_Your objective:_ Rewrite all of the material below, changing each "Exercise" to "Task" and keeping everything else the same.

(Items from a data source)
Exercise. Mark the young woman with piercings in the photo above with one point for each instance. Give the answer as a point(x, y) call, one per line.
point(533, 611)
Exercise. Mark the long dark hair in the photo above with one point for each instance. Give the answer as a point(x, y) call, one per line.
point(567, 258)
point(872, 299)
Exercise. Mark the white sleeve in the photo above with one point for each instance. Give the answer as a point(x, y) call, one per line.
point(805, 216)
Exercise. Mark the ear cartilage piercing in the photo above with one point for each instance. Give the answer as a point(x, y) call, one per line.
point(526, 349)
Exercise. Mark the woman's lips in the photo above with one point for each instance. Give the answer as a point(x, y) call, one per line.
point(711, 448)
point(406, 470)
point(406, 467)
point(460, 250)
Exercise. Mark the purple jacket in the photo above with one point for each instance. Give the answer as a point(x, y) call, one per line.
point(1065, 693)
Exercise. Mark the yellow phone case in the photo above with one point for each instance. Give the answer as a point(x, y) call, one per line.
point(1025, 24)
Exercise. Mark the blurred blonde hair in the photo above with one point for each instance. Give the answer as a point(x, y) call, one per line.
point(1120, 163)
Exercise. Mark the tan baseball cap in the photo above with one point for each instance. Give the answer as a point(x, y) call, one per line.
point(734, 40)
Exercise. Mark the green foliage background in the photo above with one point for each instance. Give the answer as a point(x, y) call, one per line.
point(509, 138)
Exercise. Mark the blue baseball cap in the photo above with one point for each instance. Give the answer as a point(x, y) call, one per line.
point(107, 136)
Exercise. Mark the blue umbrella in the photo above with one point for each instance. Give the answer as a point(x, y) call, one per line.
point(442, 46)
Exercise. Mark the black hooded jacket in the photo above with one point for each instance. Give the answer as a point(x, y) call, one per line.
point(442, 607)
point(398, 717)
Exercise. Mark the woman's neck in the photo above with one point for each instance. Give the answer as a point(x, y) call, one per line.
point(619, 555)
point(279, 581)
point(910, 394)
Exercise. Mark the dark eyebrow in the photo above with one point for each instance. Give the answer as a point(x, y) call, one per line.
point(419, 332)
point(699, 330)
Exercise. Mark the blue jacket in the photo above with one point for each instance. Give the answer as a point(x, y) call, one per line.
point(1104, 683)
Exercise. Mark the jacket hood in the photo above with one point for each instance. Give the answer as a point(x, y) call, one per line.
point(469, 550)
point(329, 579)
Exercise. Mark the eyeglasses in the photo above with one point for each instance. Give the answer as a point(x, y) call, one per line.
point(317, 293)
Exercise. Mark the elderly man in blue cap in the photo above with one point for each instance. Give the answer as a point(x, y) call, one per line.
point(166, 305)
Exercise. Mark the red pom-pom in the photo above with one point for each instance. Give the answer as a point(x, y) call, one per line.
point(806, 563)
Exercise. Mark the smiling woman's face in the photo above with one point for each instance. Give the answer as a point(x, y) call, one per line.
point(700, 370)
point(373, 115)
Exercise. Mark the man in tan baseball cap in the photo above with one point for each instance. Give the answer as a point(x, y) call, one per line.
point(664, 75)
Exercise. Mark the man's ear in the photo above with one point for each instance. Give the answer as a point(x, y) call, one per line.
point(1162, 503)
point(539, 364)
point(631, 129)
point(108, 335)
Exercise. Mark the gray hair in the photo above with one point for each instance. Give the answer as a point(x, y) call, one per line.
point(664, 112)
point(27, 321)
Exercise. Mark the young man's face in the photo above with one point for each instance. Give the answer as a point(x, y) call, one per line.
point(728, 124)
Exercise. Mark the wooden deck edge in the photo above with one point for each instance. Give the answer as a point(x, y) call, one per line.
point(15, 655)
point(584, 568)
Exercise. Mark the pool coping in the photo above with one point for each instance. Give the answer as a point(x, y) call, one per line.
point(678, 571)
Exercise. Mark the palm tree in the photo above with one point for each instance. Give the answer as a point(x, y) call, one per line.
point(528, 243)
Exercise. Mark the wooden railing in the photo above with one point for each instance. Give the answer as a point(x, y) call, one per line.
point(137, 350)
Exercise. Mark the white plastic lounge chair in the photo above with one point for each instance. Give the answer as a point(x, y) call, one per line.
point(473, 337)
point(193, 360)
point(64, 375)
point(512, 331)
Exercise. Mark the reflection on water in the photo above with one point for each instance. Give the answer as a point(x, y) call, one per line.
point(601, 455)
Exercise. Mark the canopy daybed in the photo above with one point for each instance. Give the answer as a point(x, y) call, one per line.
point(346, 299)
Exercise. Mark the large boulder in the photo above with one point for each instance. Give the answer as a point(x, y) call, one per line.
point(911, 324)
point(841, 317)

_Result for this exercise:_
Task. Mark the young woman with piercings in the photo above with one point for each instance. Give the answer as a point(x, y) call, one per line.
point(533, 611)
Task. Mark the long dark hair in the photo above with one point for each instance. Give the answer as a point(x, y) call, one per line.
point(567, 258)
point(872, 299)
Task. Mark the white sleeve in the photo above with one point for each instance. Give the answer as a point(x, y) call, one per line.
point(805, 216)
Task. Mark the ear cartilage piercing in the photo above with one point for each instance. Give the answer as a point(x, y) call, one per line.
point(526, 349)
Task. Mark the woman's lips in the photo above with one point for each instance. Give the answer as a point(x, y) call, one per line.
point(711, 448)
point(406, 470)
point(406, 467)
point(460, 250)
Task. Mark the purple jacket in the photo above with one point for each instance. Give the answer as a point(x, y) call, one per line.
point(1065, 693)
Task. Mark the yellow phone case in the photo above with one point for each instance. Give the answer as a point(x, y) call, one per line.
point(1025, 24)
Task. Mark the blurred blonde hair in the photo above with one point for each instance. Give the answer as a point(x, y) call, one per line.
point(1120, 163)
Task. Mark the tan baseball cap in the photo above with one point for each instance. Give the answer as a point(x, y) call, one per line.
point(734, 40)
Task. Mark the green foliage background in the photo above with one point for each instance. Give the answer as a point(x, y) call, one per line.
point(509, 138)
Task. Mark the blue baseball cap in the photo above with one point for each instance. Give the answer as a point(x, y) call, one per line.
point(107, 136)
Task. Mark the blue umbrella in the photo above with one point for each instance. Give the answer as a point(x, y) call, one per line.
point(442, 46)
Task. Mark the black hooded jacket in the photo above with one point for each instance. Give the answer as a point(x, y) call, one per line.
point(442, 607)
point(398, 717)
Task. Mark the woman's neck in the photo above with one point for each instance. Give the answer as a point(x, y) call, one per line.
point(619, 555)
point(279, 581)
point(910, 394)
Task. Mark the dark eyebrow in the photo above with one point for each instance. Give the answer as a point(x, y) call, one per line.
point(419, 332)
point(699, 330)
Task. Mark the blue jacket in the photo above with one point for each instance. Give the answer as a point(x, y) call, one per line.
point(1104, 683)
Task. Mark the jacket hood in the photo above with one point for each instance. Give the answer as a point(x, y) call, one per line.
point(469, 550)
point(329, 579)
Task. Mark the eyeglasses in the photo above with one point for each instance. Give the answer as a point(x, y) call, one per line.
point(317, 293)
Task. Mark the elderly man in blue cap in the photo above with one point for each instance. Give the answer as a point(x, y) call, one per line.
point(166, 305)
Task. Mark the red pom-pom in the photo above with one point for each instance. Give the answer as a point(x, y) call, one per line.
point(806, 563)
Task. Mark the smiling woman's face in the photo above with one point for each instance. Give the answer as a point(x, y) call, one per line.
point(700, 370)
point(373, 115)
Task. Mark the man in tan baseball cap in the photo above with one point for each instance. Give the answer as a point(x, y) call, one per line.
point(664, 75)
Task. Mark the man's ear in the photo above with one point for each instance. Give the answer as a point(x, y) call, one per line.
point(1162, 503)
point(539, 364)
point(631, 129)
point(108, 335)
Task. Mark the gray hair in the photo above with one point for each instance. Give the answer as a point(x, y) call, one per line.
point(664, 112)
point(27, 321)
Task. Mark the young man's face in the photo above with one point for each instance. Give the answer as a point(x, y) call, one per line.
point(728, 124)
Task. Mark the wooden deck edge in the photo above with one point for each instance. Give the answer as a point(x, y) call, one per line.
point(15, 655)
point(584, 568)
Task. Mark the pool coping in the photo above with one point for each instance. Give the answer as a point(x, y) call, one per line.
point(678, 571)
Task. Mark the palm tree in the photo above with one point for each instance. Give the answer as a point(x, y) call, one per line.
point(528, 243)
Task. Mark the wooden railing in the photo above with one point for each instance. Give the answer as a point(x, y) call, one per line.
point(137, 350)
Task. Mark the white plastic lounge chair in the photo above with one point for each instance. Give the answer as a point(x, y) call, one per line.
point(473, 337)
point(193, 360)
point(64, 375)
point(512, 331)
Task. Mark the reflection on water in the photo above with one point for each instance. Give the answer as a point(x, y) call, one per line.
point(601, 455)
Task. Mark the canopy daybed in the photo above with one point for each instance. Give the answer as a point(x, y) call, one per line.
point(346, 299)
Task. Mark the large boulder in the photo above with one point for each instance. Give the answer as a point(x, y) call, one per line.
point(911, 324)
point(841, 317)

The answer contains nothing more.